**CONSEGNA A:**
Individui nei record e trascriva ogni riga che contiene la stringa "double".

Perché si è arrivati al referendum costituzionale del 4 dicembre? E’ una domanda che viene sottovalutata. Si vota perché la maggioranza dei parlamentari che ha approvato le modifiche della Costituzione è rimasta molto sotto la soglia dei due terzi che – se raggiunta – non prevede (ex art 138) che le modifiche della Costituzione vengano sottoposte a referendum popolare. 

Infatti quando Renzi qualche mese fa diceva di voler sottoporre comunque la riforma a referendum, non faceva altro che mascherare la consapevolezza che ai due terzi non sarebbe arrivato. Basta ricordare che la modifica dell’articolo 81 della Costituzione, che ha introdotto il pareggio di bilancio all’epoca del governo Monti, ebbe l’approvazione dei due terzi dei parlamentari e non fu sottoposta a referendum e ce la siamo tenuta, purtroppo.

Il governo ha fortemente voluto queste modifiche della Costituzione, tanto è vero che la legge porta le firme Renzi/Boschi. Il governo ha fatto di queste modifiche un punto del suo programma compiendo una scelta sbagliata, malgrado questo non è riuscito a fare il bis dell’articolo 81. Questo risultato è stato mancato malgrado la composizione del parlamento attuale derivi dal porcellum, cioè sia il risultato di un enorme premio di maggioranza. Premio di maggioranza che in pratica dà lo stesso risultato dell’Italicum. In realtà le modifiche della Costituzione non hanno avuto neppure la maggioranza dei deputati. Infatti se dai votanti a favore togliamo i deputati che siedono in parlamento grazie al premio di maggioranza, 132 nell’ultima votazione alla Camera, manca perfino la maggioranza normale a favore. E’ un caso clamoroso di una minoranza che diventa maggioranza grazie a un abnorme premio di maggioranza e per di più in questo modo mette le mani sulla Costituzione. Questo ci parla direttamente dell’Italicum che assomiglia fin troppo al famigerato porcellum, sanzionato dalla Corte costituzionale.

**CONSEGNA B:**
Traduca in inglese questa frase del testo sul referendum costituzionale: «Il governo ha fortemente voluto queste modifiche della Costituzione, tanto è vero che la legge porta le firme Renzi/Boschi.»

Record tratti da una raccolta di dati
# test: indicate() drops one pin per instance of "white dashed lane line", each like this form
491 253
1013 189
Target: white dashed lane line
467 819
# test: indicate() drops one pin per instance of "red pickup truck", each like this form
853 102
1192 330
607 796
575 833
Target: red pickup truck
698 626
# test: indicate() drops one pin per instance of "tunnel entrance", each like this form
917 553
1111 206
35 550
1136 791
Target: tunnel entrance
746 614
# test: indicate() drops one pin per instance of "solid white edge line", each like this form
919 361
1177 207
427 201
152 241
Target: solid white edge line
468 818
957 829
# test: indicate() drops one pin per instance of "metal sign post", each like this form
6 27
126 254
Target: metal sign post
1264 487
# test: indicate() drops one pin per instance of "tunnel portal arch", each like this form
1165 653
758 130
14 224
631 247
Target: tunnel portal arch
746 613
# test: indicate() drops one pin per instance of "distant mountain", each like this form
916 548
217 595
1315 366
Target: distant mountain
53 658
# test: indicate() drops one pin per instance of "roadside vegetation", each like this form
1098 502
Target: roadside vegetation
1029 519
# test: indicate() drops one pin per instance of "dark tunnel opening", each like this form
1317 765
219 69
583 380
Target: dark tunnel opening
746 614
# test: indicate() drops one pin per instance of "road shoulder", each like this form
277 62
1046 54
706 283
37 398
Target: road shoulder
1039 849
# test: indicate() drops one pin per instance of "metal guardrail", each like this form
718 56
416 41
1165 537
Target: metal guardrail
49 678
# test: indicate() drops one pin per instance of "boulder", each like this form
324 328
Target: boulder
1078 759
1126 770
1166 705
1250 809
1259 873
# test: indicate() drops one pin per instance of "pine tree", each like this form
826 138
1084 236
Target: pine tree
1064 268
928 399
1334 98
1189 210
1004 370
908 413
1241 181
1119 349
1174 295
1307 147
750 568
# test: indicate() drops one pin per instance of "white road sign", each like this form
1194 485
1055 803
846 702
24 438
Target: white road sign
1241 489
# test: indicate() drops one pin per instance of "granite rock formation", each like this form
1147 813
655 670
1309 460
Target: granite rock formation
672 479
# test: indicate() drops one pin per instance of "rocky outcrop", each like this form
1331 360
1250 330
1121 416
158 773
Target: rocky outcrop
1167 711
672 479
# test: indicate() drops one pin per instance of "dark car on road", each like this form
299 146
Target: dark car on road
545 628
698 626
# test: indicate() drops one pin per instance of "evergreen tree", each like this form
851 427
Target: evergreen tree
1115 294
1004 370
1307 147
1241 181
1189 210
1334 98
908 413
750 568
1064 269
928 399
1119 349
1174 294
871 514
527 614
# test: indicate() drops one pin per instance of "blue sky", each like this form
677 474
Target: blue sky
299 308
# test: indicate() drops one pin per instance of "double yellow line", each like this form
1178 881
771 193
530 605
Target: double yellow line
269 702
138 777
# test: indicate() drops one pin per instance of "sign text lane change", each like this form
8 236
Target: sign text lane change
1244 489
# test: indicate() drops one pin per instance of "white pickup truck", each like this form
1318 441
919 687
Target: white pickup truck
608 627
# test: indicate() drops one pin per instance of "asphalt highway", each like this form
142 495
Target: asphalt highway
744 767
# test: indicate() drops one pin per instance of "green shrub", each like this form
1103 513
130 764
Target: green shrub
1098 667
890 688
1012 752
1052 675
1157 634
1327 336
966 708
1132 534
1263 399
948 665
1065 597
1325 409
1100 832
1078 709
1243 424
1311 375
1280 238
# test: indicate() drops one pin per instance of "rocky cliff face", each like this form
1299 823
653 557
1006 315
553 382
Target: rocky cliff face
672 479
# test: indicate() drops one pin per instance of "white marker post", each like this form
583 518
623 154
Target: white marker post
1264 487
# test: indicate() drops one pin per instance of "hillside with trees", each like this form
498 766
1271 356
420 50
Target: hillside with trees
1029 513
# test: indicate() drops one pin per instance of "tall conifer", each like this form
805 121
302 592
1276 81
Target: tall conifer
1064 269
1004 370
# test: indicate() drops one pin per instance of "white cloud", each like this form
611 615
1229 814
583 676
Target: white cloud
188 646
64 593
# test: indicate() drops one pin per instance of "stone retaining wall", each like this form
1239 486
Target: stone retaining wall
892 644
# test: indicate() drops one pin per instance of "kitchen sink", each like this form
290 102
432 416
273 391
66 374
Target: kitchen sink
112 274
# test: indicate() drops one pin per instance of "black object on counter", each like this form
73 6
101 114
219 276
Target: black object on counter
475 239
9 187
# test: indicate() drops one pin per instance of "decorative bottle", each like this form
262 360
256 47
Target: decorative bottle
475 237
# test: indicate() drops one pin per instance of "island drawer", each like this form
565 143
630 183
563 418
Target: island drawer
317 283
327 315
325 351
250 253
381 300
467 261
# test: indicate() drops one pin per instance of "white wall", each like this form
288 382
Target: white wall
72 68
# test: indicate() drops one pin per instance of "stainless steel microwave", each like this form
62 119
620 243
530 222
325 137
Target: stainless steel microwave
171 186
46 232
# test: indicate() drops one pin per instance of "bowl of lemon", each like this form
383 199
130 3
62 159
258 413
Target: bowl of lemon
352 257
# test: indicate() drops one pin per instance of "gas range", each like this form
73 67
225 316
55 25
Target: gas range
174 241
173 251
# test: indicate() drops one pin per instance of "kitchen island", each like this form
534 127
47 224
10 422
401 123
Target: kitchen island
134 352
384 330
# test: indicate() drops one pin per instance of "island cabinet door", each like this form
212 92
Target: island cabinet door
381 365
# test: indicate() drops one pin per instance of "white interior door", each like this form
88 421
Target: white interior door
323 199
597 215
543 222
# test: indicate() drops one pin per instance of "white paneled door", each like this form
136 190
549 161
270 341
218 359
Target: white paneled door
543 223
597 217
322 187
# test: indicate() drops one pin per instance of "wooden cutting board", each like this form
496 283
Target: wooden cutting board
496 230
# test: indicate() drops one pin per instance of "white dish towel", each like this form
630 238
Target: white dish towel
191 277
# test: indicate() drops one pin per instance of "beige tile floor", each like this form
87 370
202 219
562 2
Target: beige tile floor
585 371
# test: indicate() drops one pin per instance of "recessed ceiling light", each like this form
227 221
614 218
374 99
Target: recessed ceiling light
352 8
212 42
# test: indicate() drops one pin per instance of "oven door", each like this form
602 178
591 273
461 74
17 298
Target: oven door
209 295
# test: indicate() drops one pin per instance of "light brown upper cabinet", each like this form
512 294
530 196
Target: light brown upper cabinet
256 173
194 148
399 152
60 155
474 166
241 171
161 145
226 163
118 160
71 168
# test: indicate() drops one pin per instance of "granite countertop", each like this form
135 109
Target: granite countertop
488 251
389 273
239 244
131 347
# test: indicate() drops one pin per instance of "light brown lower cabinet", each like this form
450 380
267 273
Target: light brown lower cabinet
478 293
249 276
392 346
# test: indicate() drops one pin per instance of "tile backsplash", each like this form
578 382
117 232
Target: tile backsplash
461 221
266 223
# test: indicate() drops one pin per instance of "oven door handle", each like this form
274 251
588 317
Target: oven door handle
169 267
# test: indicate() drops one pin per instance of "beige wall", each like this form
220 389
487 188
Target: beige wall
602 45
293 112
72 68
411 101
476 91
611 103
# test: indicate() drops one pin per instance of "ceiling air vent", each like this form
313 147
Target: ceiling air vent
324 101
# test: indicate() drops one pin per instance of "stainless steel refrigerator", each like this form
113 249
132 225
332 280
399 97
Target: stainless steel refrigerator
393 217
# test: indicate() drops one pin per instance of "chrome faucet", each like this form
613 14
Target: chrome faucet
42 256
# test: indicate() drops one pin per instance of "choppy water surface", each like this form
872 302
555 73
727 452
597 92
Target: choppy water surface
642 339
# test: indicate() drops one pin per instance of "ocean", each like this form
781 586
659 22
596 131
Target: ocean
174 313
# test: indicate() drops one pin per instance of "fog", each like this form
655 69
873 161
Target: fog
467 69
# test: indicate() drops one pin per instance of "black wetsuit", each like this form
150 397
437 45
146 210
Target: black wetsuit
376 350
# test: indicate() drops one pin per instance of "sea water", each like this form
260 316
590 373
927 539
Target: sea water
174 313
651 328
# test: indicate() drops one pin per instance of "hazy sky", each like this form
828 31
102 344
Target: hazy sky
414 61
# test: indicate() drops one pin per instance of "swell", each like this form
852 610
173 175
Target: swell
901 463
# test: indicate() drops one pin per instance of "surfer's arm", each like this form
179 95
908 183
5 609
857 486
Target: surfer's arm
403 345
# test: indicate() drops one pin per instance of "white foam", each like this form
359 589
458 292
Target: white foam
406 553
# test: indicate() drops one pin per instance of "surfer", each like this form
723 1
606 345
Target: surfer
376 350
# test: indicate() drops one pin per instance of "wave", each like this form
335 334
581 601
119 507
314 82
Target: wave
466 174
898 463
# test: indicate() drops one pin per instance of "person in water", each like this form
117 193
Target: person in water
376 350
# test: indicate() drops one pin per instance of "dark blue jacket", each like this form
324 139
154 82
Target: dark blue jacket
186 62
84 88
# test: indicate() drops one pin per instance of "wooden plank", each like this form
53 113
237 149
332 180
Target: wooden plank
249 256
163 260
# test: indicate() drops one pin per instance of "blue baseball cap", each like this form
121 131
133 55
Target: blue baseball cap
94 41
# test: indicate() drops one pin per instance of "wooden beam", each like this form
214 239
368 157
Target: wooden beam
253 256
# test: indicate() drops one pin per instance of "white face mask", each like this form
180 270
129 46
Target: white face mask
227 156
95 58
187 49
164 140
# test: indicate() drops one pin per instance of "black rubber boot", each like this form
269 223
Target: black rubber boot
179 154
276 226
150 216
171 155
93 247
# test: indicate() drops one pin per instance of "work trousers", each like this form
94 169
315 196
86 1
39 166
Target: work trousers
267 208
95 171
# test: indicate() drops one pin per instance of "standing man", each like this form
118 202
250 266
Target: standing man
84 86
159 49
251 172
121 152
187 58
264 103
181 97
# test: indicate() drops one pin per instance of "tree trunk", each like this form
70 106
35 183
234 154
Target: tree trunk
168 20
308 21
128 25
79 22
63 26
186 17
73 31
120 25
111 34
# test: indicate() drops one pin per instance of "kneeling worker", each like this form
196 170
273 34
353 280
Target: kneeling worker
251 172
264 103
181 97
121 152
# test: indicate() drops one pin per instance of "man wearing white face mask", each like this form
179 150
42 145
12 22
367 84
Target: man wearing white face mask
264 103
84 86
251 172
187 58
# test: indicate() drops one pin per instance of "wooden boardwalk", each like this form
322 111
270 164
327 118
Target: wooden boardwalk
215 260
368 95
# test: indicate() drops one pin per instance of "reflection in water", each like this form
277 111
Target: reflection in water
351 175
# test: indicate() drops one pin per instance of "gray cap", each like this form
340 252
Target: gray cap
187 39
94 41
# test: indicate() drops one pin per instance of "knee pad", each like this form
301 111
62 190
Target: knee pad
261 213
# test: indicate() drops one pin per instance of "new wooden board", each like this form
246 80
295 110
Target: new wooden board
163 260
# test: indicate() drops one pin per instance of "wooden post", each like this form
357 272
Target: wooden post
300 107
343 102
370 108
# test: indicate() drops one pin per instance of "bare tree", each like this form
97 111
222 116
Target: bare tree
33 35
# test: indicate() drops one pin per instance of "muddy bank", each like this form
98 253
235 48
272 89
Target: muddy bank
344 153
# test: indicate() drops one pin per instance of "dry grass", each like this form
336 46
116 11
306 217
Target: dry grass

**SOLUZIONE SVOLTA A:**
# test: indicate() drops one pin per instance of "double yellow line", each like this form
Target: double yellow line

**SOLUZIONE SVOLTA B:**
The government strongly wanted these amendments to the Constitution, so much so that the law bears the signatures Renzi/Boschi.